Instructions for the task.
Every line from the one with "point: man's bare" to the end of the entries, both included, is to be copied exactly; the other lines stay out.

[Opening Records to process section]

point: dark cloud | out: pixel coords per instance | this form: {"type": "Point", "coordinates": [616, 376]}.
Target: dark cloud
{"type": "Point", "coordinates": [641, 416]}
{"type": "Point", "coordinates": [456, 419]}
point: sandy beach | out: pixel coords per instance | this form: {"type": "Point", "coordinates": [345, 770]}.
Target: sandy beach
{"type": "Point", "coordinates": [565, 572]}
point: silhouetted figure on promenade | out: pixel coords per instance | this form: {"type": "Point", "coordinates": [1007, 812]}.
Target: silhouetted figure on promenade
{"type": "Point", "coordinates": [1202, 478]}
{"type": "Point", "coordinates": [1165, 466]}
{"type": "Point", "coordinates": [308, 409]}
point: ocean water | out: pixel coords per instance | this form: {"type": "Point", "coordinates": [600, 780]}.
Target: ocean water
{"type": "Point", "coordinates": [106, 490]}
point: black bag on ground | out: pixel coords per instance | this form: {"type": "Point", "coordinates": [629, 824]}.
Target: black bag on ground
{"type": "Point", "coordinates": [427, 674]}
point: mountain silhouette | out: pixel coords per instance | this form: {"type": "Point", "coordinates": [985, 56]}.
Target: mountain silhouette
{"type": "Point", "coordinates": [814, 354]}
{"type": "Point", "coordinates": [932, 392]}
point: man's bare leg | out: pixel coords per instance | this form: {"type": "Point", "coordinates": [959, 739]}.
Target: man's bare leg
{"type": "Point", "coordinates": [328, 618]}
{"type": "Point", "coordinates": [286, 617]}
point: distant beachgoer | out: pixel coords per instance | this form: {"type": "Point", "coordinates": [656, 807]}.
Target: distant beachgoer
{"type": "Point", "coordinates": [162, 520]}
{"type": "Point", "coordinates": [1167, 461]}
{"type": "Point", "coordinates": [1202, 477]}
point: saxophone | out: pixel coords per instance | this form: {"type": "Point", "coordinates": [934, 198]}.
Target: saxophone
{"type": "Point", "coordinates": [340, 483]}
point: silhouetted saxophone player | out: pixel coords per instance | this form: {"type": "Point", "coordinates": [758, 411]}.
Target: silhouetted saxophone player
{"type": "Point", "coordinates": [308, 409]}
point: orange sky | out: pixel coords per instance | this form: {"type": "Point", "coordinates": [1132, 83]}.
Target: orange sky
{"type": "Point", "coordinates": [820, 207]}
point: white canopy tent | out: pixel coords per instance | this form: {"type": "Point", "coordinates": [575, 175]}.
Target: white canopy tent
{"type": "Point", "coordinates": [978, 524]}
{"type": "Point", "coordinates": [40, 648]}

[Closing Records to process section]

Response below.
point: man's bare leg | out: pixel coords per instance | this form: {"type": "Point", "coordinates": [959, 739]}.
Target: man's bare leg
{"type": "Point", "coordinates": [328, 618]}
{"type": "Point", "coordinates": [286, 617]}
point: distant beachgoer | out: pixel coords per instance | this form: {"type": "Point", "coordinates": [656, 807]}.
Target: distant beachgoer
{"type": "Point", "coordinates": [162, 520]}
{"type": "Point", "coordinates": [1167, 461]}
{"type": "Point", "coordinates": [1202, 477]}
point: saxophone | out: pixel coords per instance | this form: {"type": "Point", "coordinates": [934, 198]}.
Target: saxophone
{"type": "Point", "coordinates": [340, 483]}
point: silhouetted saxophone player | out: pixel coords per instance | this form: {"type": "Point", "coordinates": [758, 411]}.
Target: silhouetted saxophone player
{"type": "Point", "coordinates": [308, 409]}
point: orange sky | out: pixel coords per instance | this form: {"type": "Point", "coordinates": [1132, 83]}.
Target: orange sky
{"type": "Point", "coordinates": [820, 207]}
point: white canopy tent | out: pixel coords per instance | this form: {"type": "Point", "coordinates": [575, 175]}.
Target: white canopy tent
{"type": "Point", "coordinates": [978, 524]}
{"type": "Point", "coordinates": [40, 648]}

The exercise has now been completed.